PASSAGE ->
** begin **
Sunday, February 24, 2008

Train seats getting scarce Long-haul intercity trains can hardly meet demand

Train seats getting scarce
Long-haul intercity trains can hardly meet demand
By Erik N. Nelson, STAFF WRITER
Article Created: 02/22/2008 02:46:44 AM PST


SACRAMENTO — While most of their co-workers were still snug in their beds, about 60 of the Bay Area's hardiest commuters milled about the platform at Sacramento's Amtrak station, waiting to board the Capitol Corridor's first train of the day.

After a few minutes, the doors opened on Train 521, and the bleary-eyed travelers climbed aboard.

With a departure time of 4:30 a.m., it's known as the Oh-My-God Train.

"It's a quiet train. If you walk through the train, a lot of people are asleep," said Betty Digilio, a 45-year-old Sacramento resident who starts work at 6:30 a.m. at the East Bay Municipal Utility District in Oakland.

It's not as quiet as Eugene Skoropowski expected, however. As the Capitol Corridor's managing director, he launched the early run in 2006 thinking it might be popular with San Jose-bound commuters boarding in Oakland, where it arrives at the more human time of 6:21 a.m.
** end **
RECORDS PROVIDED ->
** begin **
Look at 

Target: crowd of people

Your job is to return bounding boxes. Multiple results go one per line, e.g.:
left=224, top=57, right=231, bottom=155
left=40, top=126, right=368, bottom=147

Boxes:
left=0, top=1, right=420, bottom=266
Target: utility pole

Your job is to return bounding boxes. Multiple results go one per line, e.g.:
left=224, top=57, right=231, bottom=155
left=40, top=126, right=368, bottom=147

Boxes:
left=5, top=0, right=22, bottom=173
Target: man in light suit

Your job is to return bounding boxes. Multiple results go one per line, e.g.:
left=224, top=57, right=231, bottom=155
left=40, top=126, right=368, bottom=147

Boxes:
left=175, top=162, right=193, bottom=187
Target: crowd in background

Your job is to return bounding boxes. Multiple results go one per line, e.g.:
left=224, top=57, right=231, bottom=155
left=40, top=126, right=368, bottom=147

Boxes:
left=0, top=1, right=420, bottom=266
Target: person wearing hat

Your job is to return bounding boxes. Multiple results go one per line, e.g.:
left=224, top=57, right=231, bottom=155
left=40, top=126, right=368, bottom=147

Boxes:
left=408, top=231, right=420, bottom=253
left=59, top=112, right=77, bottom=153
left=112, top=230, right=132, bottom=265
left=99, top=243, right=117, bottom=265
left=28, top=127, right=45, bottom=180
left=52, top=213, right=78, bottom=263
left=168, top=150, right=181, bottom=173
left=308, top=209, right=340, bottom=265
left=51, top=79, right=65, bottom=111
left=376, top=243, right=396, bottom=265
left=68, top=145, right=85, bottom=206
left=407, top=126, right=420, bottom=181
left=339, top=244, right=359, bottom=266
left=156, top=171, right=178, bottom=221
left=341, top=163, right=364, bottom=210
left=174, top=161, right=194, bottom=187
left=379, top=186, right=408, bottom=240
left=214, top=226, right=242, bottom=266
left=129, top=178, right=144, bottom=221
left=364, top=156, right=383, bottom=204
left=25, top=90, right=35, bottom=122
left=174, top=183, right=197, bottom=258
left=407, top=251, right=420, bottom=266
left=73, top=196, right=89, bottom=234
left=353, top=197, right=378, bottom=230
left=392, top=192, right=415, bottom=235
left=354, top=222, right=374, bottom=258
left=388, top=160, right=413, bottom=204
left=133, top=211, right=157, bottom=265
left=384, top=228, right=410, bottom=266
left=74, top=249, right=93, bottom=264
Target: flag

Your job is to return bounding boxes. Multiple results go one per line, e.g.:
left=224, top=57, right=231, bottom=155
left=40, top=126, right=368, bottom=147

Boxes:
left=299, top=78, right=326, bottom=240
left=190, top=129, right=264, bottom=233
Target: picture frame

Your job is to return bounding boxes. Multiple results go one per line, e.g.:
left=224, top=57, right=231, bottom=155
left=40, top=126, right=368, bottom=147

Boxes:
** end **
DIRECTION 1 ->
According to the train article, why did the Capitol Corridor's managing director launch the early run in 2006? Answer in one to three sentences.
DIRECTION 2 ->
Update the listing from its very first line down to and including the line containing "left=175, top=162, right=193, bottom=187", replacing "Target" with "Object" and keeping everything else the same. Return only those lines.
The listing has no connection to the train article.

COMPLETE RESPONSE 1 ->
He launched it thinking it might be popular with San Jose-bound commuters boarding in Oakland. The train arrives there at the more human time of 6:21 a.m.

COMPLETE RESPONSE 2 ->
Look at 

Object: crowd of people

Your job is to return bounding boxes. Multiple results go one per line, e.g.:
left=224, top=57, right=231, bottom=155
left=40, top=126, right=368, bottom=147

Boxes:
left=0, top=1, right=420, bottom=266
Object: utility pole

Your job is to return bounding boxes. Multiple results go one per line, e.g.:
left=224, top=57, right=231, bottom=155
left=40, top=126, right=368, bottom=147

Boxes:
left=5, top=0, right=22, bottom=173
Object: man in light suit

Your job is to return bounding boxes. Multiple results go one per line, e.g.:
left=224, top=57, right=231, bottom=155
left=40, top=126, right=368, bottom=147

Boxes:
left=175, top=162, right=193, bottom=187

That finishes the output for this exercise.